▸ Required tasks
• 1. Copy the passage about Troy from "Thank you God" to "be a part of!", word for word.
• 2. For each statement, answer yes or no according to the passage about Troy, and quote the words from it that decide the answer: (a) Troy's mother saw him wearing the BAHA implant. (b) Troy graduated from college as a civil engineer. (c) Troy preferred to sit on the left side of classrooms.

Given passage Block Start

My mother died August 6, 2004. Troy was ten years old and I was 18. She never was able to see Troy with the BAHA implant. It was placed about a month or two after she passed. I found one of her old diaries with notes, reminders, and “to do’s.” She has pages and pages of agencies, phone numbers, specialists, and networks she had researched to get Troy immediate help and even help in the future. In her diary, she wrote a letter to each of her children. I remember in Troy’s letter she expressed that she had prayed the hardest for him, which is why his middle name is “Samuel” – it means “sent from God.” She also listed that she worked the hardest for Troy when finding out he had a disability.
“Troy, You are the child I prayed the hardest for. When I see you, I see a miracle because I didn’t know if I would ever get you. You are the child that completed our family. Your presence at the table makes me feel like I have a full house. Your difficulties with your speech and hearing have terrified me but God has provided technology and people to overcome your disability. In my eyes, you will always be my baby.”
Troy eventually had his BAHA removed, was dismissed from speech therapy, and preferred to sit in classrooms on the right side so that he would not miss out on any instruction. He graduated high school in the top ten, graduated from college as a civil engineer, and has to tell people he has hearing impairment because they have no clue otherwise.
Thank you God for answering my mom’s prayer to have one last chair filled at the dinner table. (I’ve lost count the number of times she prayed that prayer over our meals!) Thank you Troy for painting my nails and letting me walk down a pathway of communication impairments for a profession. It is the most rewarding, exhilarating, team building, tiring, brain-thinking, problem solving, exhausting, collaborating, don’t miss something, paperwork filled, can’t get enough profession I could ever have dreamed to be a part of!
I stand amazed at the work of Christ in my life. I’m thankful for the journey he has put me on. God has a way of bringing himself the most radiant glory that he deserves, even in our personal lives and professions. Hebrews 1:3-5 says, “He is the radiance of the glory of God and the exact imprint of his nature, and he upholds the universe by the word of his power. After making purification for sins, he sat down at the right hand of the Majesty on high, having become as much superior to angels as the name he has inherited is more excellent than theirs.” Proverbs 16:9 says, “The heart of man plans his way, but the Lord establishes his steps.” We are nothing with out Him.
Serve your students, patients, and/or clients well– because it’s what we do and it’s who we are. And, you never know if your a cultivating a sibling to be a future therapist in our profession! Remember who is ultimately glorified when you serve others. Colossians 3:17 says “And whatever you do, in word or deed, do everything in the name of the Lord Jesus, giving thanks to God the Father through him.”

Given passage Block End
Raw data Block Start

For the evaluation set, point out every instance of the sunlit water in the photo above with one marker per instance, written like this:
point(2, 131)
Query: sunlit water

Raw data Block End

▸ Answers to this exercise
• 1.
Thank you God for answering my mom’s prayer to have one last chair filled at the dinner table. (I’ve lost count the number of times she prayed that prayer over our meals!) Thank you Troy for painting my nails and letting me walk down a pathway of communication impairments for a profession. It is the most rewarding, exhilarating, team building, tiring, brain-thinking, problem solving, exhausting, collaborating, don’t miss something, paperwork filled, can’t get enough profession I could ever have dreamed to be a part of!

• 2.
(a) No: "She never was able to see Troy with the BAHA implant."
(b) Yes: "graduated from college as a civil engineer"
(c) No: "preferred to sit in classrooms on the right side"